Copy the lines from the one containing "[trace] snow covered mountain" to the one containing "Trace the outline of every instance of the snow", both included, word for word.

### EXTRACTED MATERIAL:
* * *
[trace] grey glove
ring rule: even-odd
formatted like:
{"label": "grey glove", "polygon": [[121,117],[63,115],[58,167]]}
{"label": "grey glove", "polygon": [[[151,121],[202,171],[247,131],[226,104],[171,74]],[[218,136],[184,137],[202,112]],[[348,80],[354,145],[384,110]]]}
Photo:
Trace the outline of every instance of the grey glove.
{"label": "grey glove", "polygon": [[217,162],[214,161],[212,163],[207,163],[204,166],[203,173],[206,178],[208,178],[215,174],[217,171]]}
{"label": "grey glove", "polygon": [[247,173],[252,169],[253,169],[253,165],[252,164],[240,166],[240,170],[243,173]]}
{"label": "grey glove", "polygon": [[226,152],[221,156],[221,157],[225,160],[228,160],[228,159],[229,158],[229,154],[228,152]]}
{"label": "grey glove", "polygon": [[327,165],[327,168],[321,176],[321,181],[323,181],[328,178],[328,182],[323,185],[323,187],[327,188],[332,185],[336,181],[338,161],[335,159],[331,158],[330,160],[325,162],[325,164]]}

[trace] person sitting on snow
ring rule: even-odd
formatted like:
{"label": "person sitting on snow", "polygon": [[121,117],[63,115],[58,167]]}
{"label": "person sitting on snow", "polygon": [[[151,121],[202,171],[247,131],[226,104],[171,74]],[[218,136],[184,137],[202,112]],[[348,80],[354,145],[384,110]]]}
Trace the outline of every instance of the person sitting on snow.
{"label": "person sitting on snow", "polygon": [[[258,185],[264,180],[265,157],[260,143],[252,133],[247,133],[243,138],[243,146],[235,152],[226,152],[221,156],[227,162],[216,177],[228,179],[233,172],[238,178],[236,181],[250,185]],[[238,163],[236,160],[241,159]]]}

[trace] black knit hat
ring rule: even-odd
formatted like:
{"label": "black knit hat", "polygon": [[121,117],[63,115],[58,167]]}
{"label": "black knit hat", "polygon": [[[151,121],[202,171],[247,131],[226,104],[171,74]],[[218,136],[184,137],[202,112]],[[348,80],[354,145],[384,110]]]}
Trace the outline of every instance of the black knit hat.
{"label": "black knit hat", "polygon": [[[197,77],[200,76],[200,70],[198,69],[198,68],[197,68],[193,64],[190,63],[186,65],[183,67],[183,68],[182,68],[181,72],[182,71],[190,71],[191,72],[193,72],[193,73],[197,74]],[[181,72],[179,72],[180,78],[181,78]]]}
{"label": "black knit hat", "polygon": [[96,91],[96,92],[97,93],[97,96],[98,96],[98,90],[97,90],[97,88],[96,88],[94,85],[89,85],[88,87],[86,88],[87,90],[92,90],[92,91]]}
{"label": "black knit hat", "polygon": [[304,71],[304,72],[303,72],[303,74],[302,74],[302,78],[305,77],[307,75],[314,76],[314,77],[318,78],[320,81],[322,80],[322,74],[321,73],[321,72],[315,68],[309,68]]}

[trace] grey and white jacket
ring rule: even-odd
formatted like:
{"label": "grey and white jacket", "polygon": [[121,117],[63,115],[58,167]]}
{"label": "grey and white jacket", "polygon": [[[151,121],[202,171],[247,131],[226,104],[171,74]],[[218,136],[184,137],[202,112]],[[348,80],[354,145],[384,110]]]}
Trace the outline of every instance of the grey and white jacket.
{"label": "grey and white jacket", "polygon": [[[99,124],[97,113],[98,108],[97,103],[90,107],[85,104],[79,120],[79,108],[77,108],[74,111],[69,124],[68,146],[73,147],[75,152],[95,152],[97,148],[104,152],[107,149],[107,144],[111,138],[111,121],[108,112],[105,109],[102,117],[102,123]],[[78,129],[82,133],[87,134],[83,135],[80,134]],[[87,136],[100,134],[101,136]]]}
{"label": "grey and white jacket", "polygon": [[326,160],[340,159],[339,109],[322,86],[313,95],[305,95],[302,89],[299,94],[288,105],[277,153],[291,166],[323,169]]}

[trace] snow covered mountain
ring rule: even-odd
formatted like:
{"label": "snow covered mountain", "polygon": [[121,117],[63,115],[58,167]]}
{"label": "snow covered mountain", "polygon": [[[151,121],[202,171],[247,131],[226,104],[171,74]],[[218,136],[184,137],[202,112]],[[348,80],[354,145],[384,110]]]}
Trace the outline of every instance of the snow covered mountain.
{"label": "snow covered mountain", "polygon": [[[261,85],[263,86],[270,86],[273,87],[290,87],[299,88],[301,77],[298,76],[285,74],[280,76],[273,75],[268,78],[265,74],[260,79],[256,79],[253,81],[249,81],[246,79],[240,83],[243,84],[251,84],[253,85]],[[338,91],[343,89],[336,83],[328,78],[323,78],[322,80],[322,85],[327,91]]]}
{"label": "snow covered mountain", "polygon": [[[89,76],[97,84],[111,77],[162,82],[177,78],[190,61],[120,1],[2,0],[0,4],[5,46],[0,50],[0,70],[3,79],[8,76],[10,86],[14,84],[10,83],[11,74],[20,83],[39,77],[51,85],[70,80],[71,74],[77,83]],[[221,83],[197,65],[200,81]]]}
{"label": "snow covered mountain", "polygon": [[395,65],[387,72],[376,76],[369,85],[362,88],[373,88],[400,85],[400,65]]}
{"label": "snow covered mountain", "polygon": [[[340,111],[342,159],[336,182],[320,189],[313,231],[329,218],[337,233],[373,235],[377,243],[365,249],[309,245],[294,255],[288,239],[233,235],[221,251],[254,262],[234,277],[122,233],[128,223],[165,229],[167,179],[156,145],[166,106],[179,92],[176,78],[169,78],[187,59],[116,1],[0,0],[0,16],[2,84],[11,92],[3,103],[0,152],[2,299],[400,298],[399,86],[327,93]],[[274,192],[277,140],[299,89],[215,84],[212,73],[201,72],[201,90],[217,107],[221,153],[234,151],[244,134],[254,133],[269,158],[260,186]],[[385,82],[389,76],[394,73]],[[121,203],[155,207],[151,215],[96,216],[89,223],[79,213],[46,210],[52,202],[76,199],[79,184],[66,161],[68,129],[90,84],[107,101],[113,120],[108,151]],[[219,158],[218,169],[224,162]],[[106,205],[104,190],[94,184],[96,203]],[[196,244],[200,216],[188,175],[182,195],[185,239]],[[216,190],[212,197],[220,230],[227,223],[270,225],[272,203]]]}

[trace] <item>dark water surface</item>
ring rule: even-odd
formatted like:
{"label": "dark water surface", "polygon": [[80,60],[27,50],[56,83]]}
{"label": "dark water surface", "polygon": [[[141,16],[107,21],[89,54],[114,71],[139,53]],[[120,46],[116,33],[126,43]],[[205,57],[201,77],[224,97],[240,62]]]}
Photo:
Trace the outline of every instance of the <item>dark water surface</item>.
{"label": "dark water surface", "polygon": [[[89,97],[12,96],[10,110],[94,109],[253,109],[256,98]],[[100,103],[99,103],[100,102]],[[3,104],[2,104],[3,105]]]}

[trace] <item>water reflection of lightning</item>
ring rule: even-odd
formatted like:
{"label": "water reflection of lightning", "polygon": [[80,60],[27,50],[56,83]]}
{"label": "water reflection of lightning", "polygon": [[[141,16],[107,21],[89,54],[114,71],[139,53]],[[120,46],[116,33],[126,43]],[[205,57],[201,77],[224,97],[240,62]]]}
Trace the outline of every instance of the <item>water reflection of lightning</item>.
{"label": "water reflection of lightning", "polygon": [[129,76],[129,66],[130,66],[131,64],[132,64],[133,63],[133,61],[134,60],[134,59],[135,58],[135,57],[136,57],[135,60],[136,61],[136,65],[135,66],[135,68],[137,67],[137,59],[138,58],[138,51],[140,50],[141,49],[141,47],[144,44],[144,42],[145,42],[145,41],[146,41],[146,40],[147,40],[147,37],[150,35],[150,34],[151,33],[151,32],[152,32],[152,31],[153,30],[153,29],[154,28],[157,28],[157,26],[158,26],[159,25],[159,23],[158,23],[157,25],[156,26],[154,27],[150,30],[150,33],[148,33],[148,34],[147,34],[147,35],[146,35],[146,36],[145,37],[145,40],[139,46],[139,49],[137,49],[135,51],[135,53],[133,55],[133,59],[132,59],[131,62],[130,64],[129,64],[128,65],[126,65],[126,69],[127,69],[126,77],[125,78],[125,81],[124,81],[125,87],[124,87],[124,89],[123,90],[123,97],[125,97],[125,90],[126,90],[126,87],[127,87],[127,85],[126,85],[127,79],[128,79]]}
* * *
### FULL OUTPUT:
[trace] snow covered mountain
ring rule: even-odd
formatted like:
{"label": "snow covered mountain", "polygon": [[121,117],[63,115],[58,167]]}
{"label": "snow covered mountain", "polygon": [[[151,121],[202,171],[247,131],[226,104],[171,74]],[[218,136],[184,137],[202,112]],[[348,80],[354,145],[384,110]]]}
Trace the outline of every instance of the snow covered mountain.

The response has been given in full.